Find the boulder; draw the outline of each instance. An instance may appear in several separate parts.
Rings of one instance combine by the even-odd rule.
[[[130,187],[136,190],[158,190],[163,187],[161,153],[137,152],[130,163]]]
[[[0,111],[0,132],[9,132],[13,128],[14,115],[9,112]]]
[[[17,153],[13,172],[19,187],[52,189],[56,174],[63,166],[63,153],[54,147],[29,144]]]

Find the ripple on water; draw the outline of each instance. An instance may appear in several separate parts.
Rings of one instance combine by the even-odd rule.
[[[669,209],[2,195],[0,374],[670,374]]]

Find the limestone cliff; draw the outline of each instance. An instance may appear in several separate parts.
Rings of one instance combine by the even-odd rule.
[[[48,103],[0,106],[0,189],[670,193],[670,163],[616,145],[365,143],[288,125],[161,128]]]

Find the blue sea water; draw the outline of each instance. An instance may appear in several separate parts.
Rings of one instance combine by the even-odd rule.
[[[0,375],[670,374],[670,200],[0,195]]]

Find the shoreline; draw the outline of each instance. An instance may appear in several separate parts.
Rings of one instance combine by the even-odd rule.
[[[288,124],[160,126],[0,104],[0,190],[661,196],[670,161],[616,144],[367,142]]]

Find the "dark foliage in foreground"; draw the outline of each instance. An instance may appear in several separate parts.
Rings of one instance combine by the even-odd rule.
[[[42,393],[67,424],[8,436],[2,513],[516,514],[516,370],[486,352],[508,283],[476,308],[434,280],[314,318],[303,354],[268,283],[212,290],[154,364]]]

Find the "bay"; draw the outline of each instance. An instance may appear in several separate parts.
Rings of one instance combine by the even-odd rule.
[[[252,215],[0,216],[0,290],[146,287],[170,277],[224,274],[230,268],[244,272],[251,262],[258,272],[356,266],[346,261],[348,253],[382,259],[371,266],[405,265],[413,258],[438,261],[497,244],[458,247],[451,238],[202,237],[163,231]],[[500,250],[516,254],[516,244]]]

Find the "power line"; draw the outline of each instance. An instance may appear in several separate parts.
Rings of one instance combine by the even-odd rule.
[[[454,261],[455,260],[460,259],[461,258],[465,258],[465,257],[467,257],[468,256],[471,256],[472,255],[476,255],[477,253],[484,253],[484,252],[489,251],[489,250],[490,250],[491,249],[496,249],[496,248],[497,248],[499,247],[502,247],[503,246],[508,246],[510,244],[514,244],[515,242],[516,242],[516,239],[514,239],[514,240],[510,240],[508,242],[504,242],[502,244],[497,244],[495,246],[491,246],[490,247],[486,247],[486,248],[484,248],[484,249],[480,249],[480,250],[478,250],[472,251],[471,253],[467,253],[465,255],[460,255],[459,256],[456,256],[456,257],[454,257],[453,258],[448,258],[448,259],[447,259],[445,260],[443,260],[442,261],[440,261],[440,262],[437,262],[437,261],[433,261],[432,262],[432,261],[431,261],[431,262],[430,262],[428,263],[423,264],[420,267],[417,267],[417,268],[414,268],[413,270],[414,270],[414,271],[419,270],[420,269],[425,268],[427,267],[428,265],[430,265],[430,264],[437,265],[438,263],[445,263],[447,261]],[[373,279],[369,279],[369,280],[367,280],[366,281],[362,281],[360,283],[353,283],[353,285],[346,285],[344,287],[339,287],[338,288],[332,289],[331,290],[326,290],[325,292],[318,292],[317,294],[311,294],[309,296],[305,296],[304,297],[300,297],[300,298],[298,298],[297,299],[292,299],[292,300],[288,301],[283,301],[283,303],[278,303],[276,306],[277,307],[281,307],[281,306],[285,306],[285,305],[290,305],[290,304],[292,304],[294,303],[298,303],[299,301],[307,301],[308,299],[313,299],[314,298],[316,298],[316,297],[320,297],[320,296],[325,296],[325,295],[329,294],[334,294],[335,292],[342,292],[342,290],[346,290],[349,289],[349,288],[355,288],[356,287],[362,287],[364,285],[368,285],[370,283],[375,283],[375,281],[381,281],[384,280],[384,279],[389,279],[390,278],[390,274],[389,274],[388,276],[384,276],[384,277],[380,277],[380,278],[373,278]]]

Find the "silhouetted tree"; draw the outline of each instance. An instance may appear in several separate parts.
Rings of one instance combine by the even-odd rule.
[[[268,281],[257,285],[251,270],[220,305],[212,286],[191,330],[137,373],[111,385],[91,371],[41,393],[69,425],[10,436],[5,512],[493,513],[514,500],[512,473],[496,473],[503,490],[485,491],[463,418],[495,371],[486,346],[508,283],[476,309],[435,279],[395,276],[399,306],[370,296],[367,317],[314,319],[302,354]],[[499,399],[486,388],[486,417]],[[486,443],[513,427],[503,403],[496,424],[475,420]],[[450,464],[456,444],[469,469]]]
⁂
_Exercise_.
Exact copies of all the records are required.

_Solution to this exercise_.
Find the boulder; draw the outline of each instance. An instance may appear in several separate parts.
Rings of one instance combine by the even-odd rule.
[[[130,187],[136,190],[158,190],[163,187],[161,153],[137,152],[130,163]]]
[[[0,111],[0,132],[9,132],[13,128],[14,115],[9,112]]]
[[[17,153],[13,172],[19,187],[52,189],[56,174],[63,166],[63,153],[54,147],[29,144]]]

Find the ripple on water; draw the outline of each instance. An instance may appear in several separate parts.
Rings of one instance combine by the even-odd rule.
[[[669,209],[2,195],[0,374],[670,374]]]

Find the limestone cliff; draw the outline of each instance. An instance may appear in several separate parts.
Rings of one instance combine by the even-odd rule.
[[[48,103],[0,106],[0,189],[670,193],[670,163],[616,145],[365,143],[288,125],[161,128]]]

Find the blue sea water; draw the outline of each instance. An instance may appear in several separate parts.
Rings of one instance combine by the even-odd rule.
[[[0,375],[670,374],[670,200],[0,195]]]

Find the shoreline; draw the outline of each instance. An instance may appear in several separate parts.
Rings of one instance combine by the even-odd rule.
[[[288,124],[160,126],[0,104],[0,190],[661,196],[670,161],[616,144],[367,142]]]

Find the "dark foliage in foreground"; draw the outline of each instance. An instance may appear in several separate parts.
Rings of one instance combine by the even-odd rule.
[[[42,393],[67,424],[8,436],[2,513],[516,514],[516,370],[486,352],[508,283],[476,308],[434,280],[314,318],[303,354],[268,283],[212,290],[154,364]]]

Find the "bay"; draw the outline of each instance. An instance may appear in several separate parts.
Rings of one instance combine by the even-odd rule.
[[[252,215],[0,216],[0,290],[146,287],[170,277],[224,274],[230,268],[244,272],[251,262],[258,272],[356,266],[346,261],[348,253],[382,259],[371,266],[405,265],[413,258],[438,261],[497,244],[458,247],[451,238],[202,237],[163,231]],[[500,250],[516,254],[516,244]]]

Find the "power line"; draw the outline of each instance. An instance may appear in several separate parts.
Rings of one instance combine by the even-odd rule.
[[[454,261],[455,260],[460,259],[461,258],[465,258],[465,257],[467,257],[468,256],[471,256],[472,255],[476,255],[477,253],[484,253],[484,252],[489,251],[489,250],[490,250],[491,249],[496,249],[496,248],[497,248],[499,247],[502,247],[503,246],[508,246],[510,244],[514,244],[515,242],[516,242],[516,239],[514,239],[514,240],[510,240],[508,242],[504,242],[502,244],[497,244],[495,246],[491,246],[490,247],[486,247],[486,248],[484,248],[484,249],[480,249],[480,250],[478,250],[472,251],[471,253],[467,253],[465,255],[460,255],[459,256],[456,256],[456,257],[454,257],[453,258],[448,258],[448,259],[447,259],[445,260],[443,260],[442,261],[440,261],[440,262],[437,262],[437,261],[433,261],[432,262],[432,261],[431,261],[431,262],[430,262],[428,263],[423,264],[420,267],[417,267],[417,268],[414,268],[413,270],[414,270],[414,271],[419,270],[420,269],[425,268],[427,267],[428,265],[430,265],[430,264],[437,265],[438,263],[445,263],[447,261]],[[373,279],[369,279],[369,280],[367,280],[366,281],[362,281],[360,283],[353,283],[353,285],[346,285],[344,287],[339,287],[338,288],[332,289],[331,290],[326,290],[325,292],[318,292],[317,294],[311,294],[309,296],[305,296],[304,297],[300,297],[300,298],[298,298],[297,299],[292,299],[292,300],[288,301],[283,301],[283,303],[278,303],[276,306],[277,307],[281,307],[281,306],[285,306],[285,305],[290,305],[290,304],[292,304],[294,303],[298,303],[299,301],[307,301],[308,299],[313,299],[314,298],[316,298],[316,297],[320,297],[320,296],[325,296],[325,295],[329,294],[334,294],[335,292],[342,292],[342,290],[346,290],[349,289],[349,288],[355,288],[356,287],[362,287],[364,285],[368,285],[370,283],[375,283],[375,281],[381,281],[384,280],[384,279],[389,279],[390,278],[390,274],[389,274],[388,276],[384,276],[384,277],[380,277],[380,278],[373,278]]]

Find the "silhouetted tree"; draw the outline of each instance. An instance may appear in several separate parts.
Rings of one instance combine by the even-odd rule.
[[[268,281],[257,285],[251,270],[220,305],[212,286],[191,330],[137,373],[111,385],[91,371],[41,393],[69,425],[10,436],[5,512],[493,513],[514,500],[512,473],[496,473],[503,490],[485,491],[463,418],[495,371],[486,346],[508,283],[476,309],[435,279],[395,276],[399,306],[370,296],[367,317],[314,319],[302,354]],[[499,399],[486,388],[486,417]],[[486,443],[513,427],[503,403],[496,424],[475,420]],[[450,464],[456,444],[469,469]]]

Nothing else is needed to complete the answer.